**Tugas Tertulis a**
Berdasarkan teks bacaan tentang pandangan Keynes mengenai belanja negara, jelaskan asumsi yang mendasari pendapat Keynes bahwa peningkatan belanja negara efektif bagi pertumbuhan ekonomi dan perluasan kesempatan kerja.

**Teks Bacaan**

Penulis: Pusat Kebijakan APBN
Keynes berpendapat bahwa peningkatan belanja negara (government spending) efektif untuk peningkatan pertumbuhan ekonomi dan perluasan kesempatan kerja. Asumsi yang digunakan oleh Keynes adalah ekonomi dalam kondisi kelebihan kapasitas (excess capacity) dan dengan demikian belum mencapai utilisasi penuh (full employment). Lebih jauh lagi, umumnya dapat disetujui bahwa pengentasan kemiskinan menghendaki adanya pertumbuhan ekonomi dan perluasan kesempatan kerja.

**Data Tugas**
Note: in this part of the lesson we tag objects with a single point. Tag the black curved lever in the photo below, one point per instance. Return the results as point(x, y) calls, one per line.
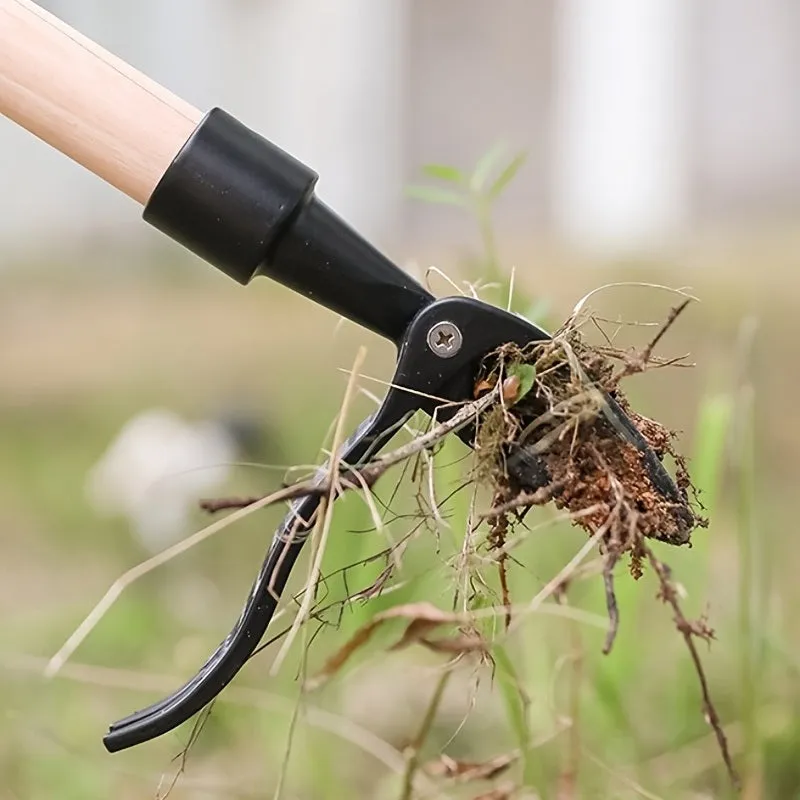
point(421, 375)
point(264, 596)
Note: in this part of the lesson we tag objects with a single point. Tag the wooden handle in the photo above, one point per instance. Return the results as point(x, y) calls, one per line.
point(87, 103)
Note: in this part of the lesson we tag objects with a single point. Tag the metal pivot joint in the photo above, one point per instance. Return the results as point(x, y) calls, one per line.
point(445, 339)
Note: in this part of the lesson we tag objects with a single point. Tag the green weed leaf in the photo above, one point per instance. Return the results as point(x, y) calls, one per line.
point(527, 376)
point(506, 176)
point(444, 173)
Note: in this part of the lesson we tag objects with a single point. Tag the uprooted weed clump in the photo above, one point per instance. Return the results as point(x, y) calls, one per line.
point(562, 430)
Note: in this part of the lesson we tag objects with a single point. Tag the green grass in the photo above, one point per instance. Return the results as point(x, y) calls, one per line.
point(640, 716)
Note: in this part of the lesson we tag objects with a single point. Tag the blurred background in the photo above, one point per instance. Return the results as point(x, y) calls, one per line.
point(661, 143)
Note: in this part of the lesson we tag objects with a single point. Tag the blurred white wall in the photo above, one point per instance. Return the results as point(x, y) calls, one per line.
point(642, 118)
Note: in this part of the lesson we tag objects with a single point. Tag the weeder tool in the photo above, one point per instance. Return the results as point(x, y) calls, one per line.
point(248, 208)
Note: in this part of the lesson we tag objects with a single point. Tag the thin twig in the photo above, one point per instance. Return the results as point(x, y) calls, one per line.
point(670, 595)
point(609, 562)
point(415, 749)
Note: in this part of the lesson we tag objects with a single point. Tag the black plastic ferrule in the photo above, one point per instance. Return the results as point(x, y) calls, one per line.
point(247, 207)
point(228, 194)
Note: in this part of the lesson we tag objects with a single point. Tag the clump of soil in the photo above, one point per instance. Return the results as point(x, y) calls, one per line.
point(563, 431)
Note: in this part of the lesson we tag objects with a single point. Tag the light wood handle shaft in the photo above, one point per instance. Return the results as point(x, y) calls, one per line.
point(87, 103)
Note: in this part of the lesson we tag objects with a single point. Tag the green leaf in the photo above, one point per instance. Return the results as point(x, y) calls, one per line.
point(444, 173)
point(527, 376)
point(484, 167)
point(433, 194)
point(507, 175)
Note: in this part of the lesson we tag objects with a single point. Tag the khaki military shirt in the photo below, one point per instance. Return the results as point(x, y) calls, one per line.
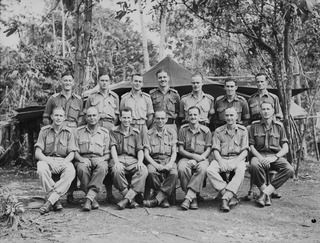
point(72, 106)
point(255, 101)
point(93, 143)
point(230, 142)
point(54, 144)
point(168, 102)
point(269, 140)
point(126, 144)
point(140, 104)
point(205, 103)
point(239, 103)
point(161, 143)
point(107, 105)
point(195, 141)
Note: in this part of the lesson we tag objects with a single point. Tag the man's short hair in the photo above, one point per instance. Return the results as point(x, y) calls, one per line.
point(161, 70)
point(194, 107)
point(125, 109)
point(231, 80)
point(67, 73)
point(58, 108)
point(103, 71)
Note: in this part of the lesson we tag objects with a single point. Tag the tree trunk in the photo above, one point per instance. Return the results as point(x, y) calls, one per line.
point(144, 39)
point(163, 26)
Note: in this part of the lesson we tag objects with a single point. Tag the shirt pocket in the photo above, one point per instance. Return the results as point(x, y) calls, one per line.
point(200, 147)
point(74, 110)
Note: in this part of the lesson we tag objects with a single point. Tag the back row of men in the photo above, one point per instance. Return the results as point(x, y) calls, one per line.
point(131, 143)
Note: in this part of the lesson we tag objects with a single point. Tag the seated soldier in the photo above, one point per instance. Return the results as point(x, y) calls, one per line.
point(194, 147)
point(92, 159)
point(230, 145)
point(127, 156)
point(54, 151)
point(269, 145)
point(161, 153)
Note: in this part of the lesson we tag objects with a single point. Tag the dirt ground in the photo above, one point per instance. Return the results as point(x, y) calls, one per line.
point(293, 218)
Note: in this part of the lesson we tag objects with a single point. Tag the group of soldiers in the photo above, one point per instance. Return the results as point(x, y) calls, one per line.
point(152, 140)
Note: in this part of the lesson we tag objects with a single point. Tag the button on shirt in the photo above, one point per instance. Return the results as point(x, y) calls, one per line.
point(106, 104)
point(126, 144)
point(160, 143)
point(239, 103)
point(255, 101)
point(230, 142)
point(56, 144)
point(168, 102)
point(140, 104)
point(267, 139)
point(195, 141)
point(93, 143)
point(72, 106)
point(205, 102)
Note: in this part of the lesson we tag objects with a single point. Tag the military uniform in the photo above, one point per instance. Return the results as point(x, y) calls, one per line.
point(160, 148)
point(56, 146)
point(191, 172)
point(256, 100)
point(230, 144)
point(127, 147)
point(93, 145)
point(107, 106)
point(268, 141)
point(168, 102)
point(205, 103)
point(72, 107)
point(239, 103)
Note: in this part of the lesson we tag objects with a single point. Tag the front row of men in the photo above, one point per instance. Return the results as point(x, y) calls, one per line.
point(90, 147)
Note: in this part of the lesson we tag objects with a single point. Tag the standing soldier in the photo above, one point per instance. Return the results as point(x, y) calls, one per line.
point(194, 146)
point(72, 105)
point(127, 158)
point(69, 101)
point(231, 99)
point(198, 98)
point(140, 103)
point(55, 151)
point(165, 98)
point(230, 147)
point(161, 153)
point(262, 95)
point(269, 145)
point(107, 104)
point(92, 159)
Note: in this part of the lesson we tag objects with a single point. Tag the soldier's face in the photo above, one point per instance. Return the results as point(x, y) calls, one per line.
point(261, 82)
point(230, 116)
point(58, 117)
point(126, 118)
point(160, 119)
point(267, 110)
point(197, 83)
point(137, 82)
point(163, 79)
point(67, 82)
point(92, 116)
point(104, 82)
point(230, 88)
point(193, 116)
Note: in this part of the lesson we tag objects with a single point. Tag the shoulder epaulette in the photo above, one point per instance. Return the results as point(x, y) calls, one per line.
point(173, 90)
point(55, 95)
point(204, 128)
point(145, 94)
point(114, 94)
point(152, 91)
point(209, 96)
point(219, 98)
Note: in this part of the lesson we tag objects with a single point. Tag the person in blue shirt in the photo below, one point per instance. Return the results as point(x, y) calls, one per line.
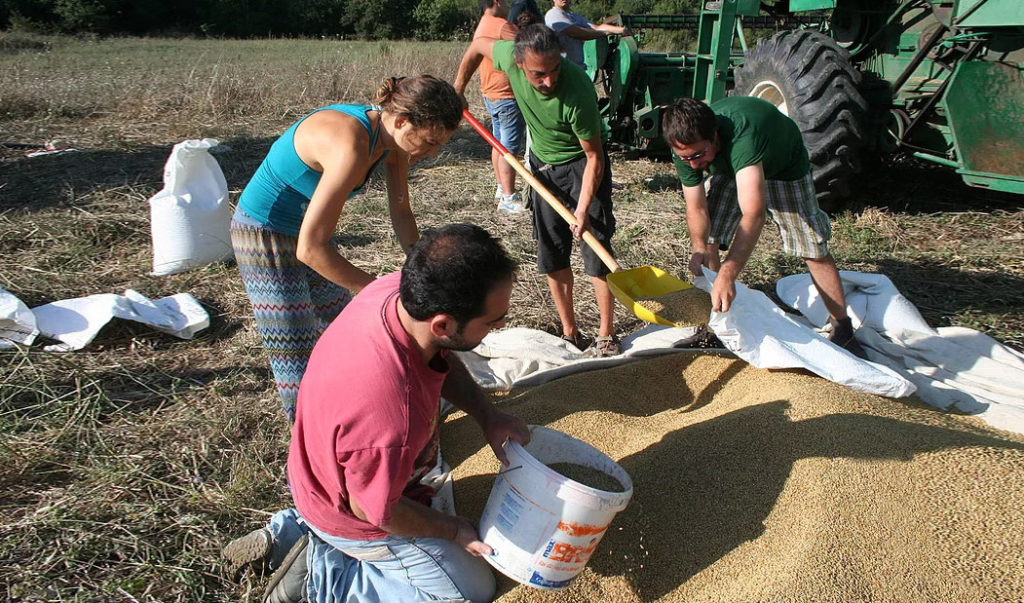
point(282, 231)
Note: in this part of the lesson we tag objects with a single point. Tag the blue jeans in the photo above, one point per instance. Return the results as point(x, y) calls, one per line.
point(506, 123)
point(394, 568)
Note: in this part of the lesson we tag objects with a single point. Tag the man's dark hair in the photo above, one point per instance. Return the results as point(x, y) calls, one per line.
point(687, 121)
point(524, 12)
point(537, 39)
point(451, 270)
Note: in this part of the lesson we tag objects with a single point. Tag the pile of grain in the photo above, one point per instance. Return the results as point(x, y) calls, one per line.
point(686, 307)
point(759, 485)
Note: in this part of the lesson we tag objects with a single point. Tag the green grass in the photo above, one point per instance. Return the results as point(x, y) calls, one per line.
point(126, 466)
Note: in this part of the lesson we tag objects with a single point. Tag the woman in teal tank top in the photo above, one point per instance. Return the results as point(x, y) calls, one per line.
point(296, 278)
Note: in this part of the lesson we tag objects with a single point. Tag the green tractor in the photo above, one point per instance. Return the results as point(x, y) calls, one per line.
point(940, 80)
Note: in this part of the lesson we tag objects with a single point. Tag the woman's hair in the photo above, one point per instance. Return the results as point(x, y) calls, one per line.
point(425, 100)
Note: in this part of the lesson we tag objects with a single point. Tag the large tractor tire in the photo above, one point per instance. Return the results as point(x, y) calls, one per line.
point(809, 78)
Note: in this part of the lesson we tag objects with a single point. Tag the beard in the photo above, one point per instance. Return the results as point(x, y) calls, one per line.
point(458, 343)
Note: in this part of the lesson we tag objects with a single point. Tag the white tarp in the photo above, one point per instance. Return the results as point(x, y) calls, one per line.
point(17, 324)
point(76, 321)
point(761, 333)
point(953, 368)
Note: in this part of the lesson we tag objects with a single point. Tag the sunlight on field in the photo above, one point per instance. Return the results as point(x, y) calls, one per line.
point(126, 466)
point(200, 81)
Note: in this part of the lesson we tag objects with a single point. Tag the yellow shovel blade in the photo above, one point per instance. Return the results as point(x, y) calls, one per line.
point(627, 286)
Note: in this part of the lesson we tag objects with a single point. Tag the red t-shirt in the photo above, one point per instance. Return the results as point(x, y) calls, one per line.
point(367, 418)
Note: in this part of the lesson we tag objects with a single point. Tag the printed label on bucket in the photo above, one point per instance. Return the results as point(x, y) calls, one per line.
point(570, 548)
point(540, 580)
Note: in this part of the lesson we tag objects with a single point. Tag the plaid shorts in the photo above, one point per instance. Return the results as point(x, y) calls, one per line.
point(802, 224)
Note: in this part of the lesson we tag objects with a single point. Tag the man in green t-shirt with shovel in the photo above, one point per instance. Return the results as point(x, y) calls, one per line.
point(559, 104)
point(758, 165)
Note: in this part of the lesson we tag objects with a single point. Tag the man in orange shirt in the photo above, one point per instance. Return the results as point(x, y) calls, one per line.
point(507, 123)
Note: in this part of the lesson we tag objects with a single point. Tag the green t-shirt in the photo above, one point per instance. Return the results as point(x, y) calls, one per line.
point(752, 131)
point(557, 122)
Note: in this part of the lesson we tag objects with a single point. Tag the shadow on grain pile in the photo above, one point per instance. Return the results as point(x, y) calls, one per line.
point(753, 484)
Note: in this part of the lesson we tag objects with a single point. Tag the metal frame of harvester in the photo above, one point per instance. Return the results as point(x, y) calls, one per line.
point(937, 79)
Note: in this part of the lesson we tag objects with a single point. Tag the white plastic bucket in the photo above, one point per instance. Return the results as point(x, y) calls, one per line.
point(543, 525)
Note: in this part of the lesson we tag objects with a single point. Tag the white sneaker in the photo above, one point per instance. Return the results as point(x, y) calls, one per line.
point(511, 204)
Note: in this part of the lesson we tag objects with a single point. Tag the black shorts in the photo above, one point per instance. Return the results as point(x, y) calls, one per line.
point(554, 240)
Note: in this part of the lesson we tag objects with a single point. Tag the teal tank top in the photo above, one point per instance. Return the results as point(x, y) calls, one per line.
point(279, 192)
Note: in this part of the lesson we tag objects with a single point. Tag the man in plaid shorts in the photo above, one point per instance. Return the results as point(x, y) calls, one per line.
point(758, 162)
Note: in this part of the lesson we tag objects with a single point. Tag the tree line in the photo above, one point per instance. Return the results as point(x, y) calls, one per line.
point(426, 19)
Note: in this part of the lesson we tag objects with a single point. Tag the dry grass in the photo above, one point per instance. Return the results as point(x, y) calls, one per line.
point(125, 467)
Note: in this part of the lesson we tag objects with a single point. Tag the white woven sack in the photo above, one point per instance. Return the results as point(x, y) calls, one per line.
point(190, 216)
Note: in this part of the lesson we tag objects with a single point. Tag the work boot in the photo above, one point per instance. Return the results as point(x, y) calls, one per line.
point(288, 585)
point(249, 552)
point(843, 336)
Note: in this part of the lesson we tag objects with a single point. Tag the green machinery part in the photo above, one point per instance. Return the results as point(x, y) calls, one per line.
point(940, 79)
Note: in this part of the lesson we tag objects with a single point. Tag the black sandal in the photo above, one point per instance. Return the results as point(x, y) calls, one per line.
point(604, 346)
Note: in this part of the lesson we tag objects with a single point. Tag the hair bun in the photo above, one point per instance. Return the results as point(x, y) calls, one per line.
point(387, 89)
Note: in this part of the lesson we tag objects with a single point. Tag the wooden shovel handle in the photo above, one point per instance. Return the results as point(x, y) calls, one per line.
point(544, 192)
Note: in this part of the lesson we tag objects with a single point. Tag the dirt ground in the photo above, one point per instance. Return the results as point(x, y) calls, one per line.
point(125, 467)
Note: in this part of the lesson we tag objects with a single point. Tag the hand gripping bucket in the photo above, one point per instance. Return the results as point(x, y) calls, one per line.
point(543, 525)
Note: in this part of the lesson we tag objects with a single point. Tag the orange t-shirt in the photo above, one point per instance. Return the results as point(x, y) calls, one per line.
point(494, 84)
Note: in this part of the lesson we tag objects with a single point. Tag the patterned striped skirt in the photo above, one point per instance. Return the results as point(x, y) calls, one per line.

**Tugas Tertulis b**
Ulangi persis baris-baris dalam data, mulai dari baris yang memuat "Tag the teal" dan terus hingga baris yang memuat "point(426, 19)".

**Keluaran Lengkap a**
Pendapat Keynes tersebut bertumpu pada asumsi bahwa ekonomi berada dalam kondisi kelebihan kapasitas (excess capacity). Dengan demikian, ekonomi belum mencapai utilisasi penuh (full employment).

**Keluaran Lengkap b**
Note: in this part of the lesson we tag objects with a single point. Tag the teal tank top in the photo above, one point per instance. Return the results as point(x, y) calls, one per line.
point(279, 192)
Note: in this part of the lesson we tag objects with a single point. Tag the man in plaid shorts in the photo above, one point per instance. Return the results as point(x, y) calls, one per line.
point(758, 162)
Note: in this part of the lesson we tag objects with a single point. Tag the tree line in the photo above, one point per instance. Return the results as point(x, y) calls, one per line.
point(426, 19)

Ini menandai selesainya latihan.